● **Given problem**:
Leaving out the pictures, transcribe all of the records faithfully.
--- START OF Excerpted records ---
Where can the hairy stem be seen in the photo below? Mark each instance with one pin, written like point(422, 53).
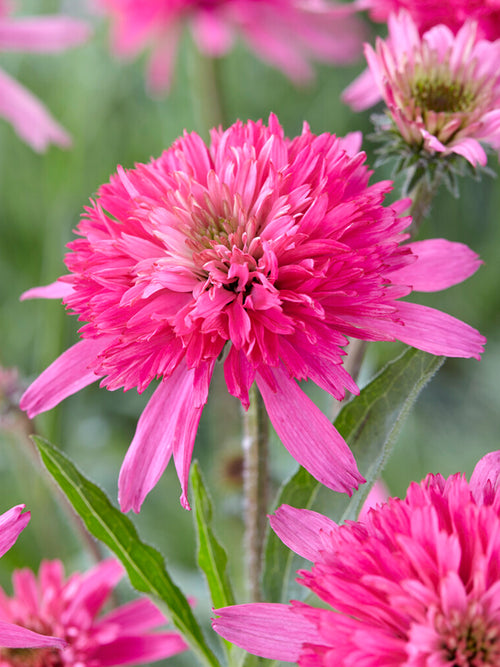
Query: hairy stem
point(205, 92)
point(255, 482)
point(422, 196)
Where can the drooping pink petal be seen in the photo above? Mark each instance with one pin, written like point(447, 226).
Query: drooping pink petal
point(437, 332)
point(12, 523)
point(471, 150)
point(56, 290)
point(93, 592)
point(308, 435)
point(65, 376)
point(440, 264)
point(135, 617)
point(130, 650)
point(15, 636)
point(485, 479)
point(272, 631)
point(29, 117)
point(161, 432)
point(42, 33)
point(301, 530)
point(378, 495)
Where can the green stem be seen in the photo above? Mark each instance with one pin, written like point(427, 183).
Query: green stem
point(422, 197)
point(255, 483)
point(205, 92)
point(352, 363)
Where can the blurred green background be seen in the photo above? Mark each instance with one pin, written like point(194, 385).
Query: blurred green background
point(103, 103)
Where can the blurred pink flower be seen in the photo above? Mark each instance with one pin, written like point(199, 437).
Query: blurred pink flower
point(12, 635)
point(266, 250)
point(43, 34)
point(416, 584)
point(452, 13)
point(442, 91)
point(286, 33)
point(68, 608)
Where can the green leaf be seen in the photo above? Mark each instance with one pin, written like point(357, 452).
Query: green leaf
point(144, 565)
point(370, 424)
point(212, 557)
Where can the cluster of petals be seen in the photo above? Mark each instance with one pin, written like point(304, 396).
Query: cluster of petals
point(416, 583)
point(12, 635)
point(452, 13)
point(266, 250)
point(285, 33)
point(41, 34)
point(442, 91)
point(69, 608)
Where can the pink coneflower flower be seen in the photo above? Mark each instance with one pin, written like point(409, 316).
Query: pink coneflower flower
point(69, 607)
point(43, 34)
point(442, 91)
point(416, 584)
point(12, 635)
point(285, 33)
point(452, 13)
point(267, 250)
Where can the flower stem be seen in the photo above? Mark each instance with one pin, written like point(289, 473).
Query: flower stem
point(255, 482)
point(352, 364)
point(205, 92)
point(422, 196)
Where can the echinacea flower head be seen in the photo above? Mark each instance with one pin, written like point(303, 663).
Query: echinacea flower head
point(442, 91)
point(285, 33)
point(452, 13)
point(13, 636)
point(266, 250)
point(69, 608)
point(415, 584)
point(45, 34)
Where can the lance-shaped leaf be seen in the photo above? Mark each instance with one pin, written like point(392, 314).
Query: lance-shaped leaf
point(212, 557)
point(144, 565)
point(370, 424)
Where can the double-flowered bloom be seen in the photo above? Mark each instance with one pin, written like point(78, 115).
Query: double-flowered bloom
point(69, 608)
point(12, 635)
point(40, 34)
point(266, 250)
point(416, 583)
point(442, 90)
point(285, 33)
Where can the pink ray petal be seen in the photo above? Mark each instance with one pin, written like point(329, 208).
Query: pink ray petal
point(135, 617)
point(440, 264)
point(308, 435)
point(15, 636)
point(377, 496)
point(96, 586)
point(167, 425)
point(273, 631)
point(65, 376)
point(301, 529)
point(127, 650)
point(436, 332)
point(12, 523)
point(29, 117)
point(485, 480)
point(56, 290)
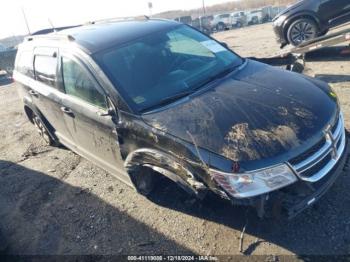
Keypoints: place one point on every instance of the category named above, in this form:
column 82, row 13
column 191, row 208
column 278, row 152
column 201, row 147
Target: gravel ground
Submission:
--- END OF Excerpted records ---
● **Exercise output**:
Where can the hairy stem be seen in the photo below? Mark each instance with one pin, written like point(422, 53).
Query: hairy stem
point(205, 92)
point(255, 482)
point(422, 196)
Where can the drooping pink petal be seen in the photo above? Mark each instance with one pin, written like point(447, 226).
Query: drooping pink petal
point(437, 332)
point(12, 523)
point(471, 150)
point(56, 290)
point(93, 592)
point(308, 435)
point(65, 376)
point(440, 264)
point(135, 617)
point(130, 650)
point(15, 636)
point(485, 479)
point(272, 631)
point(29, 117)
point(161, 432)
point(42, 33)
point(301, 530)
point(378, 495)
Where can the green stem be seen in the photo above? Mark each instance with one pin, written like point(427, 183).
Query: green stem
point(422, 197)
point(255, 483)
point(205, 92)
point(352, 363)
Where can the blurred green background be seen in the photo above? Mark each instance with one pin, written like point(194, 385).
Query: blurred green background
point(103, 103)
Where can the blurred pink flower be seen in the photo above? Mark each instance with one pin, written like point(199, 437).
Query: blurred pink flower
point(12, 635)
point(266, 250)
point(43, 34)
point(416, 584)
point(452, 13)
point(442, 91)
point(286, 33)
point(68, 608)
Where can the green leaf be seen in the photo above? Mark each instance with one pin, written like point(357, 452).
Query: green leaf
point(144, 565)
point(370, 424)
point(212, 557)
Where can the cluster of petals be seen in the photo above? Mark each instance with one pin, written like point(304, 396).
Query: cluster of petals
point(416, 583)
point(12, 635)
point(452, 13)
point(266, 250)
point(285, 33)
point(41, 34)
point(442, 91)
point(69, 608)
Where can the pink coneflower flower be seen in the photo above? Mark each instance with one pin, written like point(409, 316).
Query: pink coneflower flower
point(69, 607)
point(43, 34)
point(442, 91)
point(416, 584)
point(12, 635)
point(285, 33)
point(452, 13)
point(267, 250)
Where can the flower stem be seen in the photo above? Mark each instance with one pin, written like point(289, 473).
Query: flower stem
point(255, 482)
point(352, 364)
point(205, 92)
point(422, 196)
Where can the echinacea flower head be seen in the photo above? Mark each instance with one pin, written like point(303, 663).
Query: echinacea flower head
point(442, 91)
point(285, 33)
point(452, 13)
point(13, 636)
point(266, 250)
point(69, 608)
point(415, 584)
point(45, 34)
Where can the lance-shaped leaf be seen in the photo above? Mark each instance with one pin, written like point(392, 314).
Query: lance-shaped leaf
point(212, 557)
point(144, 565)
point(370, 424)
Where can the double-flowered bloom be seen in the photo above? Mark each instance with one pin, written like point(78, 115).
Query: double-flowered bloom
point(69, 608)
point(12, 635)
point(40, 34)
point(266, 250)
point(416, 583)
point(442, 90)
point(285, 33)
Where can the pink ray petal be seen in the photo above? Mark each instance with one pin, written like point(329, 208).
Query: pink ray petal
point(135, 617)
point(440, 264)
point(308, 435)
point(15, 636)
point(377, 496)
point(96, 586)
point(167, 425)
point(273, 631)
point(65, 376)
point(301, 529)
point(127, 650)
point(436, 332)
point(12, 523)
point(29, 117)
point(485, 480)
point(56, 290)
Keypoints: place one point on every instance of the category named above, in this form:
column 82, row 13
column 191, row 208
column 278, row 152
column 201, row 147
Target: gravel ground
Submission:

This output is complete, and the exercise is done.